## SELECTED EXCERPT:
# Fishhooks



## pcflvly (Oct 10, 2017)

She carried all her fishing gear from her truck to the bay but forgot the fishhooks so when she saw me, she asked if I had any. I did. I'd been carrying them since Loreto in Baja California. I'd never used them and it took me a minute to find where I had them stowed, but I gave them to her.

She was a 24 year old Gemini, a beautiful girl. She tied the hook, put a shrimp on it, and right away caught a catfish. It was tiny though so she carefully took it off the hook, gave it a kiss on its shiny little head, and threw it back.

We talked for most of an hour. She was heartbroken over her girlfriend. She'd never had a boyfriend but our easy camaraderie made her think about it. I told her that a man was no cure for what ailed her though and as much as I was liking her, I avoided saying that I might fit the bill. That was hard. I liked her.

She was a strong woman, fit and muscled. She'd been a truck driver and a scrapper but was struggling with meth addiction. A typical Cajun in many ways.

She needed me to come along just then and not just for hooks. When we parted, she stuck out her hand for a shake but I offered her a hug instead which she accepted. A few minutes later, she gave me a big hug back and said, "Thank you sir".

I rode away then but I kept hearing something slapping on my bike. I stopped a little ways down the trail but had a hard time finding what was making the noise. I found it eventually though. It was another fishhook and stuck in my rear tire. I removed it, stowed it, and rode on.


----------



## Deleted member 2626 (Oct 30, 2017)

Pretty good there. Ironic.


----------

## REQUIREMENT 1:
Please sum up the fishhooks thread in two sentences.
## REQUIREMENT 2:
In the fishhooks thread, since what place had the writer been carrying the hooks?
## REQUIREMENT 3:
Shorten the paragraph of the fishhooks thread that begins "I rode away then" while keeping its main facts.

## DATASET CONTENT:
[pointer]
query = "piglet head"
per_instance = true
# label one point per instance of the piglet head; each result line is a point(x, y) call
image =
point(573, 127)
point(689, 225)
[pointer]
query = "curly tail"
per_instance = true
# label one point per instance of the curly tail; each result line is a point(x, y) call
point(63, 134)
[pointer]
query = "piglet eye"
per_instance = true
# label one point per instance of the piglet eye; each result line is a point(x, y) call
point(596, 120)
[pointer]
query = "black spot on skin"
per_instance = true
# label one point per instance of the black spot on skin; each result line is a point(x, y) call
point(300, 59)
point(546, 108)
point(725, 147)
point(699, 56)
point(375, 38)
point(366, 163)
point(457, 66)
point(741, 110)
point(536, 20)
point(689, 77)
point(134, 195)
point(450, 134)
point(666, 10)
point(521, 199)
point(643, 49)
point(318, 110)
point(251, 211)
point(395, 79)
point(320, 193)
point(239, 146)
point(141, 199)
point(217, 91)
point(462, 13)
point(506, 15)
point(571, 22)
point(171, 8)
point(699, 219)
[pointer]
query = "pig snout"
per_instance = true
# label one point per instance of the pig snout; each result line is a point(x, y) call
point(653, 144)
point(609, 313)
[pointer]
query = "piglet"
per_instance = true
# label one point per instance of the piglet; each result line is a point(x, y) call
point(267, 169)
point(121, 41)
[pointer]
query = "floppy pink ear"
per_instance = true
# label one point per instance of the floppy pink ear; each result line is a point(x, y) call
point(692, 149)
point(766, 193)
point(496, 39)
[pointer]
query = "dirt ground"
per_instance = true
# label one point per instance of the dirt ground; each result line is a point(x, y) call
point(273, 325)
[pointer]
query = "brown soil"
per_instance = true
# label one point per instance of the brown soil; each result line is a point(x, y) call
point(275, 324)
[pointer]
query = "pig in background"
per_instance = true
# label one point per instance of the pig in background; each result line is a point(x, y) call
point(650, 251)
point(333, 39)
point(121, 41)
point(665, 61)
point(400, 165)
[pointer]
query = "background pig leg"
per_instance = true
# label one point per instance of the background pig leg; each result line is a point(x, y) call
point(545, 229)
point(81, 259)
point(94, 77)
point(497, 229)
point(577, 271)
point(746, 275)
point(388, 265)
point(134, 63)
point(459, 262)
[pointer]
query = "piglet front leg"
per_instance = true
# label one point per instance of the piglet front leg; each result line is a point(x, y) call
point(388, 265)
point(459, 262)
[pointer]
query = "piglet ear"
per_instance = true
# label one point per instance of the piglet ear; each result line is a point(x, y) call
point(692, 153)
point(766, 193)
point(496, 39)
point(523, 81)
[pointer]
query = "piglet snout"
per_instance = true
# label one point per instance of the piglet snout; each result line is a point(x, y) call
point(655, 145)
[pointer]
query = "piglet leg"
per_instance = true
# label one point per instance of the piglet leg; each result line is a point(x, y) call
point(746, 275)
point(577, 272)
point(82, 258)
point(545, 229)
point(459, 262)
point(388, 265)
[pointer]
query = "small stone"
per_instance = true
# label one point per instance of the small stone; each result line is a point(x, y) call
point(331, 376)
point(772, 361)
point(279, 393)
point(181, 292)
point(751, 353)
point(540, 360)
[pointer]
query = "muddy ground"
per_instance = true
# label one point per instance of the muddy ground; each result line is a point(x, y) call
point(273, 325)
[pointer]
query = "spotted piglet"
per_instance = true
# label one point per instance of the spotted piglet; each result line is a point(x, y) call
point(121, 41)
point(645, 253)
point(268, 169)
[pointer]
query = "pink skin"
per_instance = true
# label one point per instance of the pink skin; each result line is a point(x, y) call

## FINAL ANSWER 1:
The writer gave fishhooks to a young woman at a bay who had forgotten hers, and the two talked for most of an hour about her heartbreak over her girlfriend and her struggle with meth addiction. After they parted with hugs, the writer rode away and found another fishhook stuck in the bike's rear tire.

## FINAL ANSWER 2:
Since Loreto in Baja California.

## FINAL ANSWER 3:
After riding away, the writer heard something slapping on the bike, stopped down the trail, and eventually found another fishhook stuck in the rear tire, then removed it, stowed it, and rode on.